■ AUSGANGSTEXT ■

..........

Er berichtete ihr von seinem Besuch beim Uhrenhändler, von der freundlichen Beratung, die ihm hierbei zuteil geworden war und von den atemberaubenden Erkenntnissen, die er dabei gewonnen hatte.
„Stell dir vor, Schatz, die Uhr muss an die Sonne, das ist es, was ihr fehlte. Wenn ich das gewusst hätte, ja, wenn ich das bloß gewusst hätte, dass du mir eine Sonnenuhr geschenkt hast, dann hätte ich die doch nicht tagelang unterm Ärmel versteckt.“
„Aber deshalb musst du doch nicht im nackten Oberkörper draußen sitzen“ schüttelte Elfriede den Kopf; sie war ja schon eine Menge gewohnt, von ihrem Herzallerliebsten.
„Besser ist besser“ entgegnete ihr Mann mit leuchtenden Augen, „und der Uhr kann das auf keinen Fall schaden.“
Der Uhr schadete es in der Tat nicht, wohl aber ihrem Besitzer.

..........

■ AUFGABE 1 ■
Fasse die Geschichte über die Sonnenuhr in zwei Sätzen zusammen.
■ AUFGABE 2 ■
Führe die Geschichte über die Sonnenuhr im Anschluss an ihren letzten Satz weiter.

..........

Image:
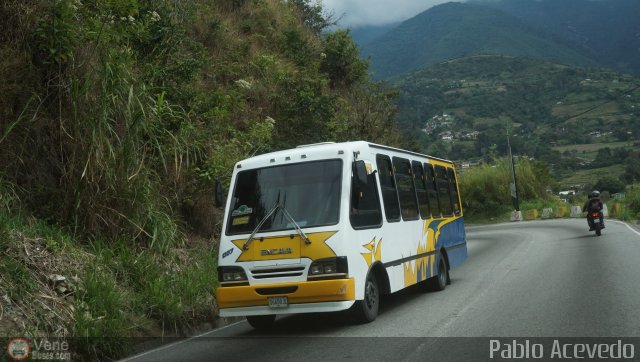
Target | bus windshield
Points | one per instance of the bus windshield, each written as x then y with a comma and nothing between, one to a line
309,191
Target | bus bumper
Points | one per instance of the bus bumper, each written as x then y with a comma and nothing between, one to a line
303,297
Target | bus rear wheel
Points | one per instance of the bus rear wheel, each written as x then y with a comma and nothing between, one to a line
261,321
440,281
366,310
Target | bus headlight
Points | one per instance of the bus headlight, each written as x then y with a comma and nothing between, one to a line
231,275
330,268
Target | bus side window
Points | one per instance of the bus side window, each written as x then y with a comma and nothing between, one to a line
432,191
406,189
453,185
365,203
419,180
388,187
443,189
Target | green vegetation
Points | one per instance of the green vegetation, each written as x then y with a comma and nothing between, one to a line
115,119
485,190
454,30
490,94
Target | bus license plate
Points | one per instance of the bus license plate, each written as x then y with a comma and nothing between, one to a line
278,302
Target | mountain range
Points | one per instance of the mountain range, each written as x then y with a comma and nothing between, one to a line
600,34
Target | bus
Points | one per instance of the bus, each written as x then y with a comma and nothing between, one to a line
332,226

..........

■ ANTWORTBEREICH 1 ■
Ein Mann erzählt Elfriede von seinem Besuch beim Uhrenhändler und davon, dass die Uhr, die sie ihm geschenkt hat, an die Sonne müsse, weshalb er nun mit nacktem Oberkörper draußen sitzt. Elfriede schüttelt darüber den Kopf, er aber meint, das könne der Uhr nicht schaden, und tatsächlich schadet es nicht der Uhr, wohl aber ihm selbst.

■ ANTWORTBEREICH 2 ■
Raymund zog sich eine dicke Erkältung zu, die ihn für einige Tage ans Bett fesselte.
Gleichwohl achtete er darauf, dass seine Armbanduhr nicht unter seiner Krankheit zu leiden habe.
Elfried musste ihm feierlich versprechen, das gute Stück gleich bei Tagesbeginn auf der Terrasse zu deponieren, an einer Stelle, wo sie von allen Seiten genügend bestrahlt würde, und sie nicht wiederhereinzuholen, ehe nicht das letzte Tageslicht erloschen war.
Elfriede tat dieses, ohne zu murren oder abfällige Kommentare abzugeben; wer liebt, nimmt halt die Marotten des Geliebten in Kauf.


Raymund verfügte über eine Rossnatur; nach ein paar Tagen war er bereits wieder auf den Beinen, ohne auch nur irgendeine Medizin eingenommen zu haben, darauf war er besonders stolz.
Schon saß er wieder auf der Terrasse, im gleichen Outfit wie zuvor, die geliebte Sonnenuhr am linken Arm, und es sah in der Tat so aus, als könne die Winterkälte seinem Körper nach durchstandener Krankheit nichts mehr anhaben, im Gegenteil.
Bald darauf erschien Raymund Ockerstein wieder an seinem Arbeitsplatz, in der inneren Verwaltung, und die Kollegen trauten ihren Augen nicht, als er sich im nackten Oberkörper präsentierte.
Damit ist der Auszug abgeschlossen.